> [Source records]:
BEGIN
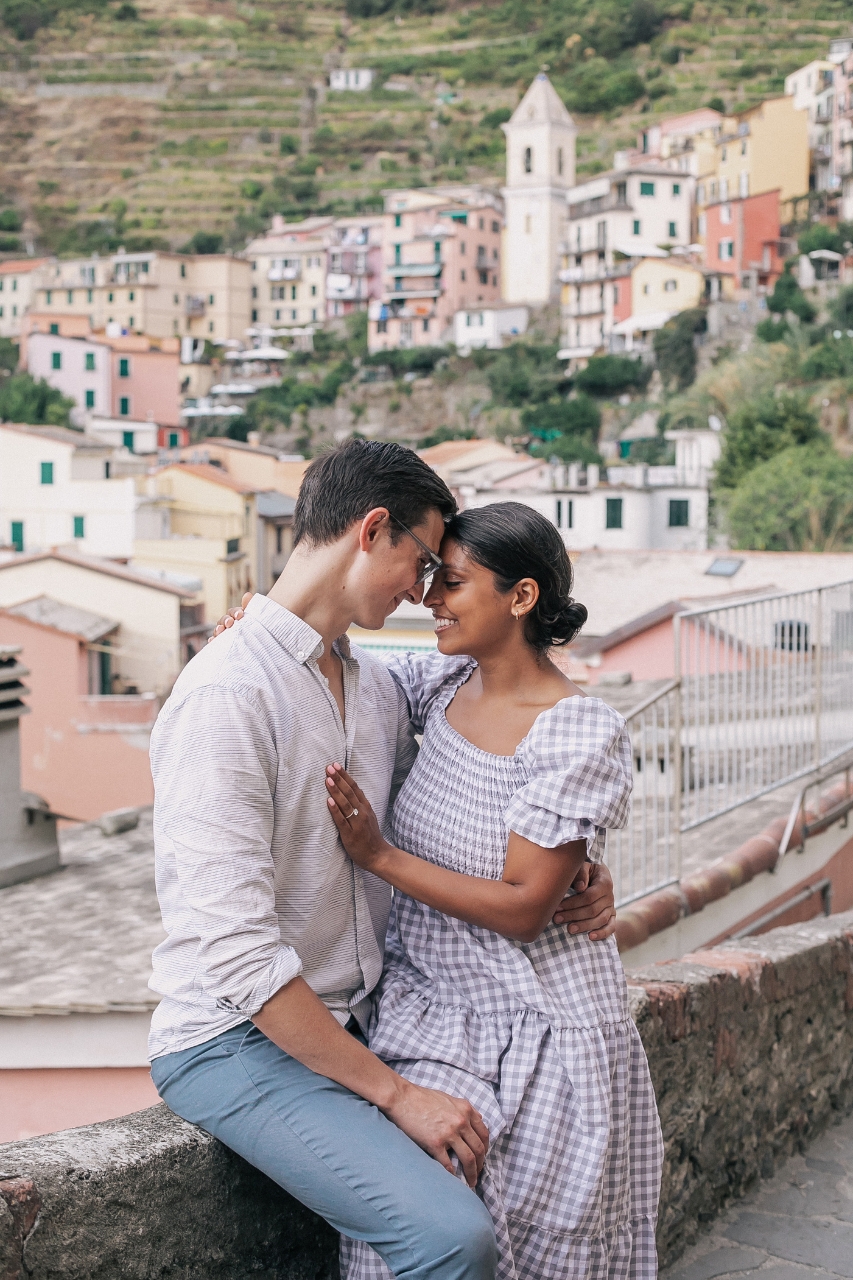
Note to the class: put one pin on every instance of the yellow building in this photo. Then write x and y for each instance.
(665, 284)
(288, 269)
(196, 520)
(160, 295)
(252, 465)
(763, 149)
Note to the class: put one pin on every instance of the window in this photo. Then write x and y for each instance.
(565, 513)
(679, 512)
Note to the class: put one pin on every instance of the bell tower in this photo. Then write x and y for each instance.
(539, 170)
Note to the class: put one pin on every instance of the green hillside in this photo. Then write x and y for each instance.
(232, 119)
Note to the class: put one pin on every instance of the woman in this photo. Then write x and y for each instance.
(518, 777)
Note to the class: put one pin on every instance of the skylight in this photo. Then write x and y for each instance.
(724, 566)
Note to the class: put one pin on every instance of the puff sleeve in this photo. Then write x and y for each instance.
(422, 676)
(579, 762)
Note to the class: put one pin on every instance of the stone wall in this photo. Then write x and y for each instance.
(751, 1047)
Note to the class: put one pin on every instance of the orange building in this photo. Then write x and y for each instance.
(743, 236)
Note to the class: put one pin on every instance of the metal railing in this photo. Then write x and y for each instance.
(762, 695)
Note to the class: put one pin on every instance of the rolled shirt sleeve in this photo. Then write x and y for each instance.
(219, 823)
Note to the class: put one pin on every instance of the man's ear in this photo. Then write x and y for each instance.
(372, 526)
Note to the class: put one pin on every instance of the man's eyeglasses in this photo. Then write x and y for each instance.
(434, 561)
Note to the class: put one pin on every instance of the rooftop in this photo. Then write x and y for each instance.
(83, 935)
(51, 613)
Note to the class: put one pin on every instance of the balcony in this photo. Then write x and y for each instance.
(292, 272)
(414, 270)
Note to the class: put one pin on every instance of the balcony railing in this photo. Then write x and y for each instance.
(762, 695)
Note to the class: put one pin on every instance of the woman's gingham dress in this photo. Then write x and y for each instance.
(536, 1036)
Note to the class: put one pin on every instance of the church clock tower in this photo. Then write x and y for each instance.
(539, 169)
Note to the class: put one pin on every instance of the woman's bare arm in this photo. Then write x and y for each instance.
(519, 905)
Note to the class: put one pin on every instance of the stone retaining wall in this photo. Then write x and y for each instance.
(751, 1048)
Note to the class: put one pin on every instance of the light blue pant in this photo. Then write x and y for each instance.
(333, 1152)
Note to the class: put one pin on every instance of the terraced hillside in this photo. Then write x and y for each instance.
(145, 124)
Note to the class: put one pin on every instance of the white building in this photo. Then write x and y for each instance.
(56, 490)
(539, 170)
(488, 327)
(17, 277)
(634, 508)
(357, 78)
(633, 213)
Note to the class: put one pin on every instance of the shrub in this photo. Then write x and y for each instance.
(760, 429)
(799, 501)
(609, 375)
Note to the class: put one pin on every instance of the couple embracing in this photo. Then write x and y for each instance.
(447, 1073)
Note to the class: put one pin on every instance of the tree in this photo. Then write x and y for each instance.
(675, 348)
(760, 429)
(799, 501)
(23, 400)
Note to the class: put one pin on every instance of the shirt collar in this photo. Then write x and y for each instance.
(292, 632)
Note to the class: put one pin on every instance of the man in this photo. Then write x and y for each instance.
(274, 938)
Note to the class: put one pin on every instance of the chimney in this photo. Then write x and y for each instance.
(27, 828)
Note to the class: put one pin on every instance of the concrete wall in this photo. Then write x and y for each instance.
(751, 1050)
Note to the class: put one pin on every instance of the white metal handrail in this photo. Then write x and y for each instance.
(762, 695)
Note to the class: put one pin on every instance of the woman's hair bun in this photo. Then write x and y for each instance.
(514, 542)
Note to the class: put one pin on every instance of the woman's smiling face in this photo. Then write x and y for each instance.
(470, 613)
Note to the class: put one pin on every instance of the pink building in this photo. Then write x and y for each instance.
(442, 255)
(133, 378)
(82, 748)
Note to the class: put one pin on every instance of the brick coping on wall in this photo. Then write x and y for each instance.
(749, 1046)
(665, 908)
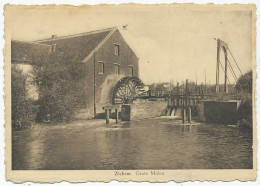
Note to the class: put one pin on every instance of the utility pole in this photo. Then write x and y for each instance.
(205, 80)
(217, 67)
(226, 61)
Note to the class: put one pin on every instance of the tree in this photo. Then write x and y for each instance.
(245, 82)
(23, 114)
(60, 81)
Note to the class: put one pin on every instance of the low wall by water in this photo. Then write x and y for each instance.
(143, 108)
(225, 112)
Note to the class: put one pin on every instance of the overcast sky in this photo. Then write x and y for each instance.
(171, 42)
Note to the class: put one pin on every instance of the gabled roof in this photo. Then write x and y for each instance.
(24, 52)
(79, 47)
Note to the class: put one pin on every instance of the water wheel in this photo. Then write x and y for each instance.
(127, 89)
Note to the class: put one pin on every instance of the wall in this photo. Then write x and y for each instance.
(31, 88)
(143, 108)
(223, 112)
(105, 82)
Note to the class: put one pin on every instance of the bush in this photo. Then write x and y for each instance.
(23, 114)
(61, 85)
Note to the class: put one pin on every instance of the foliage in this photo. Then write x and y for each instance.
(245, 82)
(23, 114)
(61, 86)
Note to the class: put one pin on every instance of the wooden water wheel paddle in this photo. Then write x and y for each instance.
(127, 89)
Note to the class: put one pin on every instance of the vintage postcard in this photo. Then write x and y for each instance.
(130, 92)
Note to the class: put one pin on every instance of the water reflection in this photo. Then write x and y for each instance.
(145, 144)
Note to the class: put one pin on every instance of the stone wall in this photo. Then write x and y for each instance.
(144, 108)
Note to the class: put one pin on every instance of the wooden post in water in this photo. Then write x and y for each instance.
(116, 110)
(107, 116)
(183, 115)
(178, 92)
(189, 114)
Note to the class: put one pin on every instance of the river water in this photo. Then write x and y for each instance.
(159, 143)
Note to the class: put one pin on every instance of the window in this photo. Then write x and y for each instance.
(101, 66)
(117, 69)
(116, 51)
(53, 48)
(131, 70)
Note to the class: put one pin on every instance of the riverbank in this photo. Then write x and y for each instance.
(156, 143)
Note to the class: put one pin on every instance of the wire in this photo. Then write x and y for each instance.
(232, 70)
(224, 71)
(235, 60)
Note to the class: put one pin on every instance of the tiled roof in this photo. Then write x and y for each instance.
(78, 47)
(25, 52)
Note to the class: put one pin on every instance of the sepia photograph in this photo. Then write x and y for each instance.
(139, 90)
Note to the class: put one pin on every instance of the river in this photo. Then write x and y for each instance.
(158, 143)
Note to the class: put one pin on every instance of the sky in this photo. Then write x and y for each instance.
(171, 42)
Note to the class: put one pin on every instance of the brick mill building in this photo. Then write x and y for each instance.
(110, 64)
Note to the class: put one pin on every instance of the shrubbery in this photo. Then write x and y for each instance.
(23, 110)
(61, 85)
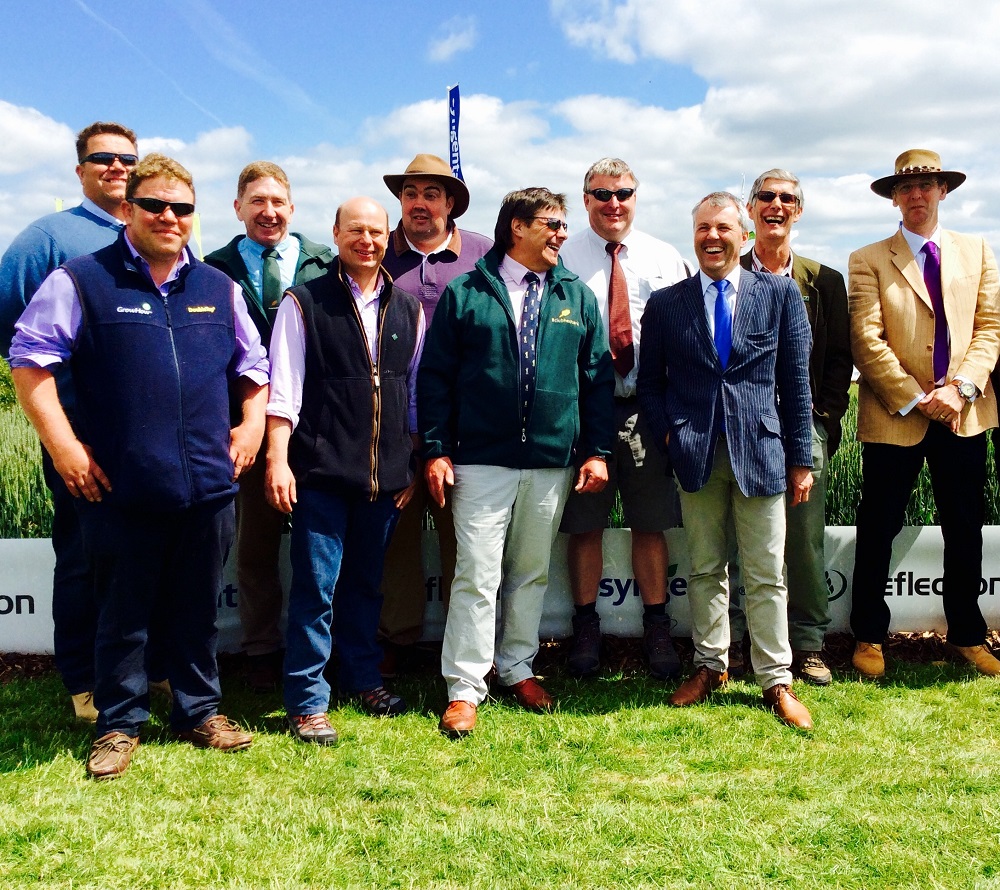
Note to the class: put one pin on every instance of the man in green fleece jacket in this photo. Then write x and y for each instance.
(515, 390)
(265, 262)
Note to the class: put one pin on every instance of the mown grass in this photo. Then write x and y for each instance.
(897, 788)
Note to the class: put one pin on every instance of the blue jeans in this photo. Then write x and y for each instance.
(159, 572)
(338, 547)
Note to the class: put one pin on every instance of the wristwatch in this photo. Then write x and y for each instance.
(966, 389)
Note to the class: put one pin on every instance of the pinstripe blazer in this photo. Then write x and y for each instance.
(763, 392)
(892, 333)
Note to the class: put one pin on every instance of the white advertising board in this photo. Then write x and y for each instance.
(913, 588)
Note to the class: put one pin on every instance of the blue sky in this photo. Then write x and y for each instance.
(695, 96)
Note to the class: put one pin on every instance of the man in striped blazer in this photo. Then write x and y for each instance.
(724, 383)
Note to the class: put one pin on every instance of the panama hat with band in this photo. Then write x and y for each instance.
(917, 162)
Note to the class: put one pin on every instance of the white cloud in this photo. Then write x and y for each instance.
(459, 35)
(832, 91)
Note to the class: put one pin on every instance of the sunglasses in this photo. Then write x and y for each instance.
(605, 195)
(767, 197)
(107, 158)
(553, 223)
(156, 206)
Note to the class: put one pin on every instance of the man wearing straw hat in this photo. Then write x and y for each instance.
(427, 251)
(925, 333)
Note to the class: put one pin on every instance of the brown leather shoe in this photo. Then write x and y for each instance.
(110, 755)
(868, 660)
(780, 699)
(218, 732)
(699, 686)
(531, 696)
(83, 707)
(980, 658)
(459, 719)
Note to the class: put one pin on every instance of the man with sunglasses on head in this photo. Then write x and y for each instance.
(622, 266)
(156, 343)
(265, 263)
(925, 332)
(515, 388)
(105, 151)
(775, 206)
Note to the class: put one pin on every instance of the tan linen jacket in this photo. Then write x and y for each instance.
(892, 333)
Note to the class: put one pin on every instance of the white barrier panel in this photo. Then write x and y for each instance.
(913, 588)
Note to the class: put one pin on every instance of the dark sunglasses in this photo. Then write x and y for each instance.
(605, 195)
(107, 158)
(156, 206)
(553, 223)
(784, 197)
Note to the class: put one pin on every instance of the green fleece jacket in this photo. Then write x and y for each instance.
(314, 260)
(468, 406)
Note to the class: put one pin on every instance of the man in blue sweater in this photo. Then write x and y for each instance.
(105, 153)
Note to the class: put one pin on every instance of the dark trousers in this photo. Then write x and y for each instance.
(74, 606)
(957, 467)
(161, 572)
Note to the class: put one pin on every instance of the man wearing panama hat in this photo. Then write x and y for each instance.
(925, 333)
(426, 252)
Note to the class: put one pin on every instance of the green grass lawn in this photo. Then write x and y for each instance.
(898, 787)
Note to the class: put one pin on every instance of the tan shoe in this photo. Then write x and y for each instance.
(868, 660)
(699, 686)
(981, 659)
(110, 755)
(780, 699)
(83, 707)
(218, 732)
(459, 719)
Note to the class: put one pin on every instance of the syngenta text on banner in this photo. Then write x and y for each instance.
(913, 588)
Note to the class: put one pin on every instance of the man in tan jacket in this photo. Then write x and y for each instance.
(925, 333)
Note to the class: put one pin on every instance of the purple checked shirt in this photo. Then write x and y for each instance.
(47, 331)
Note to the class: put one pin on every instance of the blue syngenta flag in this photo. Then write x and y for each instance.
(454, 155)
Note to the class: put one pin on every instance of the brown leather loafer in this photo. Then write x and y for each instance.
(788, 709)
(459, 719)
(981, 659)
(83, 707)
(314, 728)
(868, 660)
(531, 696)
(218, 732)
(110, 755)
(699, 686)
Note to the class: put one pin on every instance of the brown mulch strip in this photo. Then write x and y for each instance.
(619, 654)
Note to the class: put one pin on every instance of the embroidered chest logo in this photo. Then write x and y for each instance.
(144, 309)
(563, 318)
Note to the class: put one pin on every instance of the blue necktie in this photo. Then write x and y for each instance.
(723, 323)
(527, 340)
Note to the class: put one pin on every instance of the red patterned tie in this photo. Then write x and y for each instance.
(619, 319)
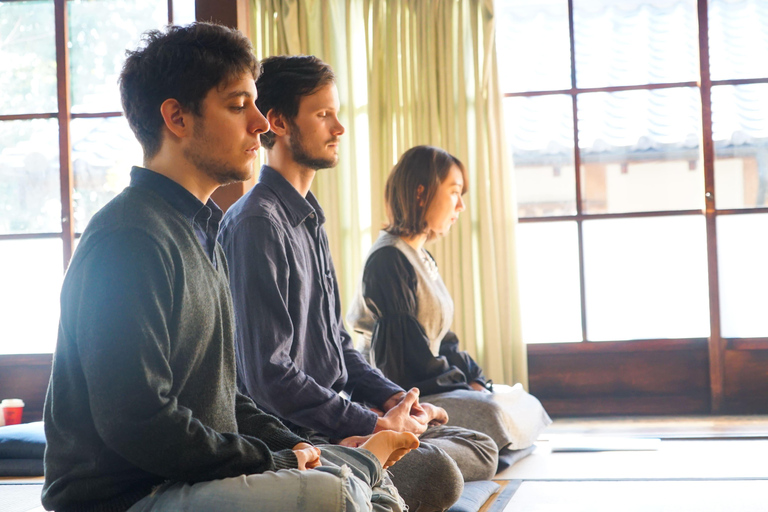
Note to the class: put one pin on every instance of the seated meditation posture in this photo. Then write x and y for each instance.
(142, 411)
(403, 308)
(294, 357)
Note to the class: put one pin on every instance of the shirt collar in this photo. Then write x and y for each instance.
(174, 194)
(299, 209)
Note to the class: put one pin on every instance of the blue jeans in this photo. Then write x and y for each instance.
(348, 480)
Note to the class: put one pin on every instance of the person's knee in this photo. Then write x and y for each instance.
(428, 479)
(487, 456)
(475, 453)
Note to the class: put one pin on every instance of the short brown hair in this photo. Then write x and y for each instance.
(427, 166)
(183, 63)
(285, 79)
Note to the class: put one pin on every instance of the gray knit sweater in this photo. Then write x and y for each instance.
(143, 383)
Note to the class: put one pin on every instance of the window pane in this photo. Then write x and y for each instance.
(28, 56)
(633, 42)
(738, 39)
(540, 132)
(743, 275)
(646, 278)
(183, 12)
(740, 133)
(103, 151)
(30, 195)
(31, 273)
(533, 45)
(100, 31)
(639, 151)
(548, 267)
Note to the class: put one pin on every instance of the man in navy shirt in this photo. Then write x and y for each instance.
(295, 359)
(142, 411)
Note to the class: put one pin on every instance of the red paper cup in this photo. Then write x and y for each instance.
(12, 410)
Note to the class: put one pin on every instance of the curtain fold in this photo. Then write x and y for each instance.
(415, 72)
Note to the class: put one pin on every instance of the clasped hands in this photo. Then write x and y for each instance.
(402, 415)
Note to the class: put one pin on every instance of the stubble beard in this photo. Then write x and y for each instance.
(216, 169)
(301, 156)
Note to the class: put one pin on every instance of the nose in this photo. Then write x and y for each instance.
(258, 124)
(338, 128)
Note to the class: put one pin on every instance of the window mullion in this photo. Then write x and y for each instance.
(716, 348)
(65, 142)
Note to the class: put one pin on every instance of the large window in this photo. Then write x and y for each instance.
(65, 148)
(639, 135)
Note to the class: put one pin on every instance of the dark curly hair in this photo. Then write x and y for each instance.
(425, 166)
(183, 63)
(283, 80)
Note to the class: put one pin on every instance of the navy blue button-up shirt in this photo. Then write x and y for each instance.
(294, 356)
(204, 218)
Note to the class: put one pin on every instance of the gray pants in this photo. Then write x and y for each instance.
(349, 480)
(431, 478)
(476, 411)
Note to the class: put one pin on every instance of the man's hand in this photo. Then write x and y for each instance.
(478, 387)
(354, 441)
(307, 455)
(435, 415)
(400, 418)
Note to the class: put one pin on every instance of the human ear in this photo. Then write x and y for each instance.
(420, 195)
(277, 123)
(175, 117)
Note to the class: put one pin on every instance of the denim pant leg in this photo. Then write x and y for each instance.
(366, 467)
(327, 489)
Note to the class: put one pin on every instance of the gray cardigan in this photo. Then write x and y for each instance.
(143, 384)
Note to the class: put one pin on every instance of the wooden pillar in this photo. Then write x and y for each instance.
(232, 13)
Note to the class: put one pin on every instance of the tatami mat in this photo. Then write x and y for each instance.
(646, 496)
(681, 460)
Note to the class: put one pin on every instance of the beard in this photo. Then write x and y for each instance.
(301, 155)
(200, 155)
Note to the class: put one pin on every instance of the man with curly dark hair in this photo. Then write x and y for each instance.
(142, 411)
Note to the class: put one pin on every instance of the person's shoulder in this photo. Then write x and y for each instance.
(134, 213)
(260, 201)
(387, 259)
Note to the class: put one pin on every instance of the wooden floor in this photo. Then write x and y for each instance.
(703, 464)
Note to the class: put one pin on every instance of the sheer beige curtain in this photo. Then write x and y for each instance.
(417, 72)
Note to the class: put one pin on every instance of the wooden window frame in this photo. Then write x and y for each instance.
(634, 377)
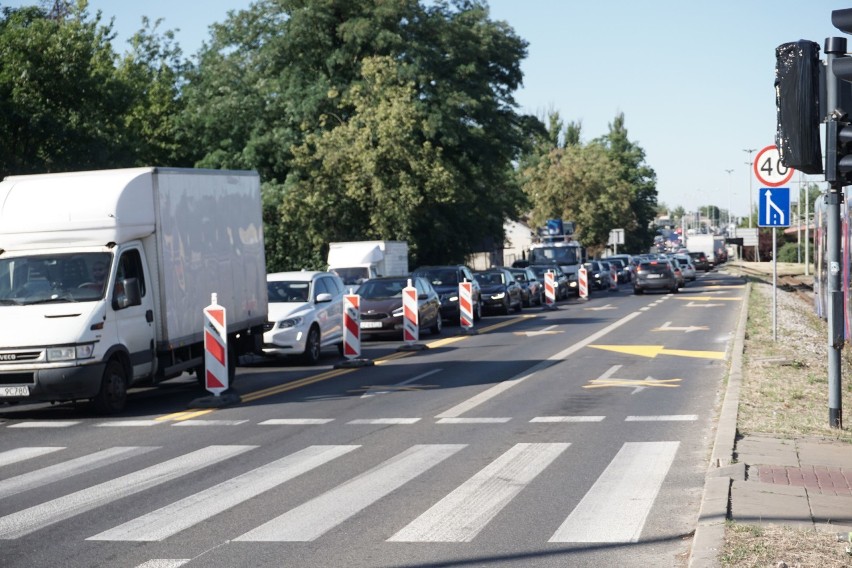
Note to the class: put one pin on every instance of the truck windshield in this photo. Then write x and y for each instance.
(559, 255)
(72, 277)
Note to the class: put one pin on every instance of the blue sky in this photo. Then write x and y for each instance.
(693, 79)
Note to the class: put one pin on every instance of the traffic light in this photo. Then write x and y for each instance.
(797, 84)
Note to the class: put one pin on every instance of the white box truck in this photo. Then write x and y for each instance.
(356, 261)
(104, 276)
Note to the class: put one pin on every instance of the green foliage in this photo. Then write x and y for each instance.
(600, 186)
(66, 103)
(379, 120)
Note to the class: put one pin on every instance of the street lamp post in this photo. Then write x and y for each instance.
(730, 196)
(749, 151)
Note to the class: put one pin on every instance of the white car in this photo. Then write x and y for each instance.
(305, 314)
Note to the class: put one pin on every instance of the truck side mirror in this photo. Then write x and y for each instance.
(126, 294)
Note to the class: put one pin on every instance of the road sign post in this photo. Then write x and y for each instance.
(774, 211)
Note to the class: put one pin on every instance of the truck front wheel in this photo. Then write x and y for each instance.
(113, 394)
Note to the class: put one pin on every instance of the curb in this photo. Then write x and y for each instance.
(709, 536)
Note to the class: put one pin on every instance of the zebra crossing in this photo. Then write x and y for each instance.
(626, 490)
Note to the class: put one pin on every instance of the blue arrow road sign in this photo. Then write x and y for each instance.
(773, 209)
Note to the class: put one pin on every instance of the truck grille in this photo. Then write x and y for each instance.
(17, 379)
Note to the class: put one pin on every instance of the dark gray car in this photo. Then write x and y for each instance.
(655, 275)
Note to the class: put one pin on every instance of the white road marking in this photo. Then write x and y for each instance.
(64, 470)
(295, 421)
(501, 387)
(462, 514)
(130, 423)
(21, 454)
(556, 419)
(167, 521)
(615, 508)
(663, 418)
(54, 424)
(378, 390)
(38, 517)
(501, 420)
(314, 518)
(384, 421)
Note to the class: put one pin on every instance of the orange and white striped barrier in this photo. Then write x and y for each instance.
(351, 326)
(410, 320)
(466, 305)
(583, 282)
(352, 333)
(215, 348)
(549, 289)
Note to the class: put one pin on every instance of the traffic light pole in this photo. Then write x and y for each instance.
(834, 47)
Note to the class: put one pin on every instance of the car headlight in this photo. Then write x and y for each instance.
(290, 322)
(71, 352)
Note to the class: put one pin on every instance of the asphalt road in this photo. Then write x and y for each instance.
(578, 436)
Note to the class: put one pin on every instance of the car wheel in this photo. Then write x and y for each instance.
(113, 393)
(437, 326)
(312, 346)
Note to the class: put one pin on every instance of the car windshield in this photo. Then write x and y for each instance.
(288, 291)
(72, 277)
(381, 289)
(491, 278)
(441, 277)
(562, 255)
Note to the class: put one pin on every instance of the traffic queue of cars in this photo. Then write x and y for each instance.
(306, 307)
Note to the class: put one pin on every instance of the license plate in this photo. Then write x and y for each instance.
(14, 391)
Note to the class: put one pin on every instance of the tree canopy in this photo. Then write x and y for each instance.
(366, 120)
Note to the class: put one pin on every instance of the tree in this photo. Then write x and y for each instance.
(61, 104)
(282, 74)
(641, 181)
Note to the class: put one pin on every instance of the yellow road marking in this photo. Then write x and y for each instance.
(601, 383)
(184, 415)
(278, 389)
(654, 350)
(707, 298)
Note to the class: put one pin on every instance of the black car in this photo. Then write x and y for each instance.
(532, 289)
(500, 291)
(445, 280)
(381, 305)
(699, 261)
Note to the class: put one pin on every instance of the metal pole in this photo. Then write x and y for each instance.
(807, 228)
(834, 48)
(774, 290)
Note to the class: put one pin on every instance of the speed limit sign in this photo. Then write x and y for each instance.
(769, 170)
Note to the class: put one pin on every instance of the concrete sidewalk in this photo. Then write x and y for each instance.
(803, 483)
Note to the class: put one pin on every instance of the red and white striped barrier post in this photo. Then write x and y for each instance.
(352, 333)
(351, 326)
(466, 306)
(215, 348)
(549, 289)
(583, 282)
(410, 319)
END
> [Activity]:
The line with "the tree canopy" marks where to start. Transcribe from there through the final line of the records, exactly and with nothing added.

> [Exercise response]:
Note to the class: put one pin on every instance of the tree canopy in this photo. Then write x and y for each instance.
(366, 120)
Note to the class: put one pin on every instance of the tree in this photo. Then write x and y for each instance.
(61, 104)
(282, 74)
(641, 181)
Note to the class: put one pin on every instance of the yellow road marking in this photo. Then write x and y for each instance.
(601, 383)
(184, 415)
(278, 389)
(654, 350)
(707, 298)
Note to the class: put one pin on every instance of the black car in this photo. Then write x and y for each instance.
(532, 289)
(500, 291)
(445, 280)
(381, 305)
(699, 261)
Note to the class: put one pin on every instance of the metal pole in this photo. Then write x and y for each instance.
(807, 228)
(834, 48)
(774, 290)
Note to the class: put one pin on every instance of the speed limit sign in this photo. Then write x and y for each instance.
(769, 170)
Note to the class: put one pin on every instance of the concrete sidewalk in this photo. Then write x and y for each instance.
(803, 483)
Note to the class: put one pin on every instance of the red and white striped barrier post in this photo. Then write x and y for each instance.
(352, 333)
(351, 326)
(466, 306)
(215, 348)
(549, 289)
(583, 282)
(410, 319)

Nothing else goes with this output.